→ DIRECTIONS: Copy only the lines between the one containing "Find the dining room" and the end of the records, both included, leaving out pictures.

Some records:
--*--

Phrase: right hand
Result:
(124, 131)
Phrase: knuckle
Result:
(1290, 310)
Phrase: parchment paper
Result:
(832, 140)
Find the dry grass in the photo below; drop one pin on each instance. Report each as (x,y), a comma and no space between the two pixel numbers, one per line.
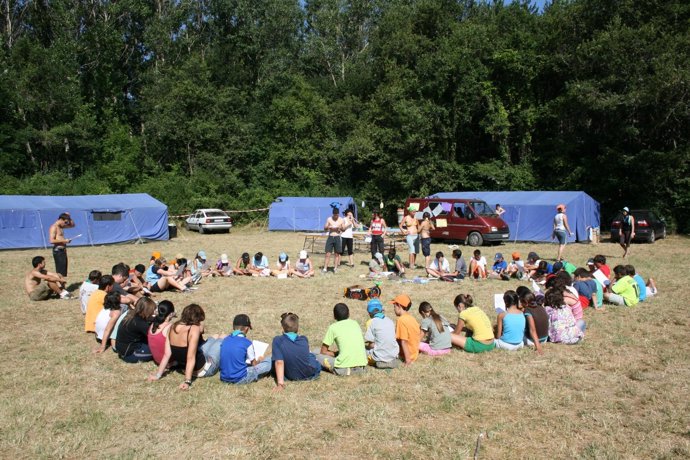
(623,393)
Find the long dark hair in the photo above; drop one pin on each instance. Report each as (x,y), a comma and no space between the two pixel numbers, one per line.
(165,308)
(424,308)
(192,315)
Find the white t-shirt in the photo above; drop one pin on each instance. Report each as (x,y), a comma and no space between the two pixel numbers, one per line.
(101,322)
(445,267)
(87,288)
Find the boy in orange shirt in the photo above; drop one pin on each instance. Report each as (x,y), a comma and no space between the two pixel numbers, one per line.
(407,330)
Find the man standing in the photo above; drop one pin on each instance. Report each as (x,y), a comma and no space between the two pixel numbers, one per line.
(334,226)
(410,228)
(54,282)
(627,231)
(57,238)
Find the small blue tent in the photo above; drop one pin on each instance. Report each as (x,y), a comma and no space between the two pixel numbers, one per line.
(530,214)
(305,213)
(99,219)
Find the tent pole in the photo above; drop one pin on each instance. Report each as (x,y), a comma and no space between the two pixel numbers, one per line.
(129,213)
(43,233)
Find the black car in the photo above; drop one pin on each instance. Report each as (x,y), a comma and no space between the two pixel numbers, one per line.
(648,226)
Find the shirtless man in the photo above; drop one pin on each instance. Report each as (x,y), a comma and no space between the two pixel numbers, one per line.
(334,226)
(425,228)
(56,236)
(55,283)
(409,227)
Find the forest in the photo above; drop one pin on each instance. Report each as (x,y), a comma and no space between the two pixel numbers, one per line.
(231,103)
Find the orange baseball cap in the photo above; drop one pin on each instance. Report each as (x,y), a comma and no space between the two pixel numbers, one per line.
(403,300)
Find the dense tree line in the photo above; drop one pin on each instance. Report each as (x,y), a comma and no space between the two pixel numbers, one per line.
(231,103)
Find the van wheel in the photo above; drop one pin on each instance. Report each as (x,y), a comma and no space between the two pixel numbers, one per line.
(475,239)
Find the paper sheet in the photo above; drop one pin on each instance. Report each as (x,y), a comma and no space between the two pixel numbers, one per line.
(499,305)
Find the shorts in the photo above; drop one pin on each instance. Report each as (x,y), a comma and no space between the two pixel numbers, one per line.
(474,346)
(426,246)
(348,246)
(334,243)
(412,243)
(40,292)
(560,236)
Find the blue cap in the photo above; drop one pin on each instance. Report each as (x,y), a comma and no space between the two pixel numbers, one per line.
(374,306)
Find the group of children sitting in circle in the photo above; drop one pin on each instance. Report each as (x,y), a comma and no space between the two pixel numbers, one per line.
(138,329)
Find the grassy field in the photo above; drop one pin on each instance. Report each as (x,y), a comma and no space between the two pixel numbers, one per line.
(622,393)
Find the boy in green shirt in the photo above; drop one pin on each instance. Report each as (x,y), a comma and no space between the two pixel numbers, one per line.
(625,291)
(351,356)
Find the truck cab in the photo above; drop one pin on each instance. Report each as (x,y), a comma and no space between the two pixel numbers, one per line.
(471,221)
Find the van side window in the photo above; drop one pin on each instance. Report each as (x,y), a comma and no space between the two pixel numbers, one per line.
(433,205)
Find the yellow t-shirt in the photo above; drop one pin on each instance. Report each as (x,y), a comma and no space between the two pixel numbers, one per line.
(93,308)
(407,328)
(477,322)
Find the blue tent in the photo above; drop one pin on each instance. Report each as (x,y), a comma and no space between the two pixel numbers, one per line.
(99,219)
(530,214)
(305,213)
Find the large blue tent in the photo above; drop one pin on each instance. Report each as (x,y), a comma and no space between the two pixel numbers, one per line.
(305,213)
(99,219)
(530,214)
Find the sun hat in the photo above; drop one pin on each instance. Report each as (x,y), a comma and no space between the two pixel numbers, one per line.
(403,300)
(374,306)
(242,320)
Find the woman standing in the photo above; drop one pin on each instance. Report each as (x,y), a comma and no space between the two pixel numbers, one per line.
(560,227)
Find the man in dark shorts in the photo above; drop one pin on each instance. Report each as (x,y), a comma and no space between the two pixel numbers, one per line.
(56,236)
(627,232)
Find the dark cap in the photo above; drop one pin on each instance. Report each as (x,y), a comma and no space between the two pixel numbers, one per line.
(242,320)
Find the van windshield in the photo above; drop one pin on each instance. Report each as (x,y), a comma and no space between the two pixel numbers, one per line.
(482,209)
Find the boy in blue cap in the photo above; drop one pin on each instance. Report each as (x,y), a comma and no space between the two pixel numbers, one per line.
(382,347)
(498,271)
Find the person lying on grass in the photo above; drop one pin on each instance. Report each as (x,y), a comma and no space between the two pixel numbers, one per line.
(185,345)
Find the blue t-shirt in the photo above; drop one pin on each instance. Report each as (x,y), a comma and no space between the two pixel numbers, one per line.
(513,328)
(500,265)
(300,364)
(233,357)
(586,288)
(642,286)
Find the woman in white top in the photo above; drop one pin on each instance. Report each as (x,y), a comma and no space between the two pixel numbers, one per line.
(560,227)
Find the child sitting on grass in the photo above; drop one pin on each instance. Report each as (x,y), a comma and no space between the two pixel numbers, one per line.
(537,321)
(238,361)
(291,357)
(382,346)
(510,324)
(435,330)
(624,291)
(406,329)
(474,322)
(351,356)
(563,328)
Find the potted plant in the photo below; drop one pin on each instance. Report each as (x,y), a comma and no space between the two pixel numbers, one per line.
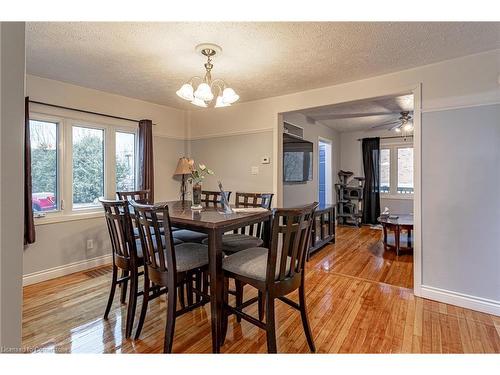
(196,178)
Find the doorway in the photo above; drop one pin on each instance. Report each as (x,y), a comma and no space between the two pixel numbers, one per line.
(325,171)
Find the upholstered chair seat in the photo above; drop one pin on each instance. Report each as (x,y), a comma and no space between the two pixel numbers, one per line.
(251,263)
(186,235)
(234,242)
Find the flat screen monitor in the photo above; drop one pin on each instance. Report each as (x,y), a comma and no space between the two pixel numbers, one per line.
(297,159)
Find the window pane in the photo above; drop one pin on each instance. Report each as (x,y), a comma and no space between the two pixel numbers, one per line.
(43,139)
(125,161)
(405,170)
(88,166)
(385,170)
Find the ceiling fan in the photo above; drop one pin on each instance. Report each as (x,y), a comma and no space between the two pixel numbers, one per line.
(403,124)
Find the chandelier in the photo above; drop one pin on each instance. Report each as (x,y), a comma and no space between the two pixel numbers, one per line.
(204,93)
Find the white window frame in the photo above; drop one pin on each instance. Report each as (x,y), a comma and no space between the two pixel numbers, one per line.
(66,211)
(393,172)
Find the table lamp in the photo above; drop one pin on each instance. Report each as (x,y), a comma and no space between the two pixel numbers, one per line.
(184,167)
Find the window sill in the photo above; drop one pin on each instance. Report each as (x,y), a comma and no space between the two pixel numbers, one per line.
(400,196)
(59,218)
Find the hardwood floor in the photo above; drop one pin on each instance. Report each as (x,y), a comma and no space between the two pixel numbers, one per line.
(353,308)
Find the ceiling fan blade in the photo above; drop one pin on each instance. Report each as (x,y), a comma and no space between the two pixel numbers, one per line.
(385,125)
(334,116)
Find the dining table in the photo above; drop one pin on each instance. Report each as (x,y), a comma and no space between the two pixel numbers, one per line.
(214,221)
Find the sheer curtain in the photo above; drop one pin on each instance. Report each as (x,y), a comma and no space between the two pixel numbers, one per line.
(29,225)
(371,166)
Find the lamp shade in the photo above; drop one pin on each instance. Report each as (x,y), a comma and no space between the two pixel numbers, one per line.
(184,166)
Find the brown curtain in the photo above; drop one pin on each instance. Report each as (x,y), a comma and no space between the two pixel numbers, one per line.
(29,225)
(371,167)
(146,169)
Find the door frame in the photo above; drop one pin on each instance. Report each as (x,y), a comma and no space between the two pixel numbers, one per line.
(416,90)
(329,196)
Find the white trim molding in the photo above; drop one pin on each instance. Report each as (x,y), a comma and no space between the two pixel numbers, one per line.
(230,134)
(485,305)
(67,269)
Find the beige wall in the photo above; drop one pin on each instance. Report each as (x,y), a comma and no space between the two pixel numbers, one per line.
(232,158)
(12,69)
(464,82)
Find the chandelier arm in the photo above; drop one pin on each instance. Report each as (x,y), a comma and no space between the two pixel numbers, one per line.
(192,79)
(219,83)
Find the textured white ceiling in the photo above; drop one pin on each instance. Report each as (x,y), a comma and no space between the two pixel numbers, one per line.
(361,115)
(150,61)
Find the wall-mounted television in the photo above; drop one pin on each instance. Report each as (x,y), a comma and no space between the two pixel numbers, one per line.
(297,159)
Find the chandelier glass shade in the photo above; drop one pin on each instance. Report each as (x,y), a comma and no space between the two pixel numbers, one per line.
(204,96)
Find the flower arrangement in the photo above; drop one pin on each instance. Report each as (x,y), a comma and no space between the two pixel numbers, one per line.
(199,173)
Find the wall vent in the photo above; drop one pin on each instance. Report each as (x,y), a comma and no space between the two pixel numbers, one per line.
(293,130)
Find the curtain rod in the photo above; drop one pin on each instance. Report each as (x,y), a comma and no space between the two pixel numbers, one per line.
(84,111)
(399,136)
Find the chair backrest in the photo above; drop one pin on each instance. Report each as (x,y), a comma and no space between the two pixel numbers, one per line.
(263,200)
(121,233)
(290,239)
(213,198)
(141,196)
(158,250)
(254,200)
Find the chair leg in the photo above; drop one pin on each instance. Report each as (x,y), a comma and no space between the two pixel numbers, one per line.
(181,295)
(189,288)
(123,285)
(225,315)
(261,303)
(111,292)
(205,283)
(132,303)
(144,309)
(170,326)
(305,319)
(270,325)
(198,285)
(239,297)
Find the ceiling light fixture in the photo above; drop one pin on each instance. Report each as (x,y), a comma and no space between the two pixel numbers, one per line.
(204,93)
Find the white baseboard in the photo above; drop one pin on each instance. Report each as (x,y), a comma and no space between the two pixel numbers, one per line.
(67,269)
(462,300)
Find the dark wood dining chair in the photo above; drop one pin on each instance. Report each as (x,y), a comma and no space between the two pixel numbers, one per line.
(127,257)
(213,198)
(208,199)
(141,196)
(167,265)
(246,237)
(276,272)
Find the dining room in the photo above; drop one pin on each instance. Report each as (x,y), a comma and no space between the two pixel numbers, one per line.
(158,214)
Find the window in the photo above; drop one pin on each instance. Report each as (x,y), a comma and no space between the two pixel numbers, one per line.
(405,170)
(76,162)
(396,170)
(385,170)
(44,166)
(88,166)
(125,161)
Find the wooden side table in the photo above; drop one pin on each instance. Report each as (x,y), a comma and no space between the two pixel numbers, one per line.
(404,223)
(323,230)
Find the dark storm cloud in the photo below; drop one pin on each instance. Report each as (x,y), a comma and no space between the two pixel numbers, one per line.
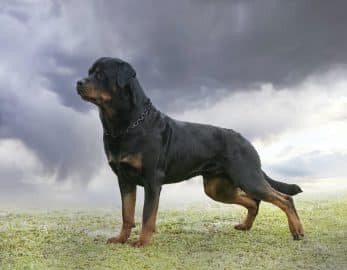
(179,46)
(180,49)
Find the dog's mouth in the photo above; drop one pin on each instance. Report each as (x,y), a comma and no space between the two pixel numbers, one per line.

--*--

→ RESULT:
Find the dining room in the photo above; drop one pin on each instance. Report each as (x,y), a comma and no space between the two pixel numbers, one per line.
(158,214)
Find the window in the photo above; drop one pin on each instance. Report each as (x,y), a comma and no space between the two pixel numbers, one per line.
(405,170)
(76,162)
(396,170)
(385,170)
(44,166)
(88,166)
(125,161)
Find the wooden side table in the photo above; drop one pin on each instance. Report each as (x,y), a comma and no space between the two pixel numbers, one per line.
(404,223)
(323,230)
Find the dark storm cloud in the photo below; drop one pin on each instance. Report each as (x,y), a comma and no space between the two pixel numbers, one per line.
(179,46)
(180,49)
Find the dog's mouth in the photo above; drop one pin on each instance. Report each as (x,y), a comma and no space between the two pixel numbers, one per line.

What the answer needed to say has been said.